SELECTED PASSAGE:
== Segment start ==

David’s Story

When I look back, ADD always played a role in whatever I did. Even at the age of two, I climbed out of a bedroom window after my parents had tucked me in, and walked next door into the neighbor’s house! I also couldn’t be left unattended for extended periods……one day I climbed up onto the bathroom sink, opened the medicine cabinet, and found some iron pills, some of which I attempted to share with my 8 month old brother after taking the majority of them myself! Needless to say, I had to have my stomach pumped and stayed in the hospital for a few days. Although elementary school was pretty much routine and I did really well, junior high school was another story. I learned how much I could be hated for excelling in whatever area I chose. In 7th grade, I made good grades and was doing really well with music lessons. I attended a small parochial school.

In 8th grade, my parents sent me to the local jr. high school and tremendous drop in my grades and self-esteem ensued. I would have been considered a “nerd” then by today’s standards, and I took physical abuse for that. My grades dropped tremendously and I also endured physical punishment for that at home. Although my Dad would take time off of his job to talk to my teachers, no one could really pinpoint what was going on. I felt so confused, hurt and alone that I didn’t know how to tell my parents what was going on. I began to “act out” in sexual ways with my siblings. I also endured physical punishment for that once my parents found out. I was making D’s and F’s for the first time in my life. I hated school for the first time too. I learned how it felt not to be one of the smartest kids in the class. My family and especially my siblings still hold resentments against me for what happened.

High school was new beginning, but it became old very quickly as I excelled, on one hand, in music, but on the other hand, experienced erratic rise/fall in grades…….I began to find blank report cards in the 11th grade because I just didn’t want to be abused anymore. I acted out in the bband roomand was considered the “class clown” by everyone, always making jokes or noises to in some way disrupt what was going on. For the most part, I was happy-go-lucky despite not being able to do what other young men my age did……taking girls out on dates, using the family vehicle, getting my driver’s license were all foreign language to me. I seldom had friends over, at least in the house. I spent a great deal of time in the backyard, playing basketball. Both my parents worked and I had to watch my siblings after school until they came home. They began to drink more and more throughout my high school years. Abuse had been a common theme between them.

After graduating high school, I began to drink and smoke marijuana with “friends” and finally on to cocaine, where I hit rock bottom, losing my 2nd wife, possessions, job, and almost my life through a failed suicide attempt. I would work 2 to 3 jobs at a time to make ends meet. Yet, I held on to my addictions. After going to rehab twice, I married a woman who was also in treatment at the time and had a son. I found a job and began to attend church. I also became abusive toward her (as I had my second wife) and we finally split after she found that I had been unfaithful with two other women, one of whom I am married to at present. I have had over 40 jobs, 4 marriages, 4 children and a host of traffic/speeding tickets. Although I finally graduated with a bachelor’s degree in nursing, I don’t feel as though I have accomplished much. Impulsivity and old behaviors have even manifested themselves on my job. I am in a great deal of pain from all of these things and am seeking! g help. I am also hoping that my story will help others.

== Segment end ==

AVAILABLE DATA:

== Segment start ==

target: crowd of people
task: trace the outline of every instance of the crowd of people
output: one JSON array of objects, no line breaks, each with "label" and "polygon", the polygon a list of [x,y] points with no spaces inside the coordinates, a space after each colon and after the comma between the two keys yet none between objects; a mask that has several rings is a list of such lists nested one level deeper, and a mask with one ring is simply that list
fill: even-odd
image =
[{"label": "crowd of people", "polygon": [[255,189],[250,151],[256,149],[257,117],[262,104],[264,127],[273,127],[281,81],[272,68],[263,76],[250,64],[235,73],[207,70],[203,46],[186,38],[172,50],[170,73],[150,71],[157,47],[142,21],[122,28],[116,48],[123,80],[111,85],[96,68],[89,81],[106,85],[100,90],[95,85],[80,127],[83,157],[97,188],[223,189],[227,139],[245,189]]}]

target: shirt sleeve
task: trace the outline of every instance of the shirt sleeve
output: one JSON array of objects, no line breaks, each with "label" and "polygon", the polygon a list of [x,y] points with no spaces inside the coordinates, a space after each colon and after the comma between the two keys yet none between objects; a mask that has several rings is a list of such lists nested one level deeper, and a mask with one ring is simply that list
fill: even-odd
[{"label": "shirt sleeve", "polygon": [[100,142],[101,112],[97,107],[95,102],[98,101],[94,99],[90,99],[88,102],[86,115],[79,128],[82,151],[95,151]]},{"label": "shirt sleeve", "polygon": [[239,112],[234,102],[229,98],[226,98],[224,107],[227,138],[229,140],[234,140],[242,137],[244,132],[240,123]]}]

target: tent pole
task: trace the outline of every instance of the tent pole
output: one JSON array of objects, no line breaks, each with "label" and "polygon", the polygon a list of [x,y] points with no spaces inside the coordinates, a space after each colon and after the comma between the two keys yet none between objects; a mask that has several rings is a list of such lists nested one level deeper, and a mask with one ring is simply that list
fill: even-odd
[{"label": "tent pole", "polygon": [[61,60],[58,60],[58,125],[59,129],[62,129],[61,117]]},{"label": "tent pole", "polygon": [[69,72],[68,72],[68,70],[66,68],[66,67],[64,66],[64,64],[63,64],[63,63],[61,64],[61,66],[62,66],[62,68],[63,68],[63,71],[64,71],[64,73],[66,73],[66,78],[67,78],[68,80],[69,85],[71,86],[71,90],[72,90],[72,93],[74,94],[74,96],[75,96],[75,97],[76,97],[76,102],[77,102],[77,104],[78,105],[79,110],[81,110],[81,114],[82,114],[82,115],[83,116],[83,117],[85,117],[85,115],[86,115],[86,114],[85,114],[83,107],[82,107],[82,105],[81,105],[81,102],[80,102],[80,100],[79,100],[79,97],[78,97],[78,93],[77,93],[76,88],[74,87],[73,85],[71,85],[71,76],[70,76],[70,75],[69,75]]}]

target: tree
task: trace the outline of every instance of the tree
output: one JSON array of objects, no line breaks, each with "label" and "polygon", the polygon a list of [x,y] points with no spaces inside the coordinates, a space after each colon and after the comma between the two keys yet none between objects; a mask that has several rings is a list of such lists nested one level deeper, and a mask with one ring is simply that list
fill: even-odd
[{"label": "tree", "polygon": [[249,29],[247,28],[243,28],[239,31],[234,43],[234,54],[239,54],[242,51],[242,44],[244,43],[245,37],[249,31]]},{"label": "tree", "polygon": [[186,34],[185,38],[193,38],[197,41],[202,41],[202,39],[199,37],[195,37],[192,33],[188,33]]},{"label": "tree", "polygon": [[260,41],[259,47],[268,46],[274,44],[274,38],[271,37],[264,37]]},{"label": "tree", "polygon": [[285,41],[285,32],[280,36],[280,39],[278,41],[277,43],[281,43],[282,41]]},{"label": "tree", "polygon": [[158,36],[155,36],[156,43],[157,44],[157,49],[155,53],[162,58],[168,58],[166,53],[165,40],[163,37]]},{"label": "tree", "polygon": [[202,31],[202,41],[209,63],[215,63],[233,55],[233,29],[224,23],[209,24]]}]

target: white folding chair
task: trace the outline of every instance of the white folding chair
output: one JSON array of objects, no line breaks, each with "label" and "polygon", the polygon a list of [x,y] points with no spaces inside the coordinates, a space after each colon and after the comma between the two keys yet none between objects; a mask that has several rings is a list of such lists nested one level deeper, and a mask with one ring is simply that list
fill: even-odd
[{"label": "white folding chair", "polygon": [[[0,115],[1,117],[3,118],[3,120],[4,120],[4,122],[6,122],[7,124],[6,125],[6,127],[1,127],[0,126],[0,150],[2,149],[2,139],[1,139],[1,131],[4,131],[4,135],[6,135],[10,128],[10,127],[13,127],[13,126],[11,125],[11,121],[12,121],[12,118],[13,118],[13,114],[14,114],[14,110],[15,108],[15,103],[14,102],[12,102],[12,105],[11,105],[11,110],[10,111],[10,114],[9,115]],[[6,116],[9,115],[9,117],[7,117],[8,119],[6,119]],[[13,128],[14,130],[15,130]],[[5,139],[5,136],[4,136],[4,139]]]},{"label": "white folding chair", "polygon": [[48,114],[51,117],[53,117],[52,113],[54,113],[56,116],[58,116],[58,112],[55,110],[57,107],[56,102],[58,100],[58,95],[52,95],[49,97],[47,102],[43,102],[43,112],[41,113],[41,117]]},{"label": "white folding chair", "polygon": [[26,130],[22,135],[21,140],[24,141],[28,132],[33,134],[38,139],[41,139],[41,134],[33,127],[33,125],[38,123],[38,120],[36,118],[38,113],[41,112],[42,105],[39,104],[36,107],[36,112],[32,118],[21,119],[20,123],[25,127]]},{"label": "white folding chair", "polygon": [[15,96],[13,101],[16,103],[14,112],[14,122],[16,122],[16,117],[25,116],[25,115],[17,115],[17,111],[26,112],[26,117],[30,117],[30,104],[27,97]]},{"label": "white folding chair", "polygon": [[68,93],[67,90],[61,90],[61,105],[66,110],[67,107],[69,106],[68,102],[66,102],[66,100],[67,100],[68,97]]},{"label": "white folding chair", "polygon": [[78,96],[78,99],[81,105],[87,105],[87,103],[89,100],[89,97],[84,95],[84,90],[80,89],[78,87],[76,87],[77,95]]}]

== Segment end ==

PROBLEMS TO SOLVE:
• A. Print the stretch of David's story from "David’s Story" through "small parochial school.".
• B. According to David's story, what degree did David finally graduate with?
• C. Decide whether each statement agrees with David's story, and answer yes or no with the deciding words from the story: (i) David has been married four times. (ii) David got his driver's license during high school. (iii) David had to watch his siblings after school.

ANSWERS:
• A.
David’s Story

When I look back, ADD always played a role in whatever I did. Even at the age of two, I climbed out of a bedroom window after my parents had tucked me in, and walked next door into the neighbor’s house! I also couldn’t be left unattended for extended periods……one day I climbed up onto the bathroom sink, opened the medicine cabinet, and found some iron pills, some of which I attempted to share with my 8 month old brother after taking the majority of them myself! Needless to say, I had to have my stomach pumped and stayed in the hospital for a few days. Although elementary school was pretty much routine and I did really well, junior high school was another story. I learned how much I could be hated for excelling in whatever area I chose. In 7th grade, I made good grades and was doing really well with music lessons. I attended a small parochial school.

• B. A bachelor's degree in nursing.

• C.
(i) Yes: "I have had over 40 jobs, 4 marriages, 4 children and a host of traffic/speeding tickets."
(ii) No: "taking girls out on dates, using the family vehicle, getting my driver’s license were all foreign language to me."
(iii) Yes: "I had to watch my siblings after school until they came home."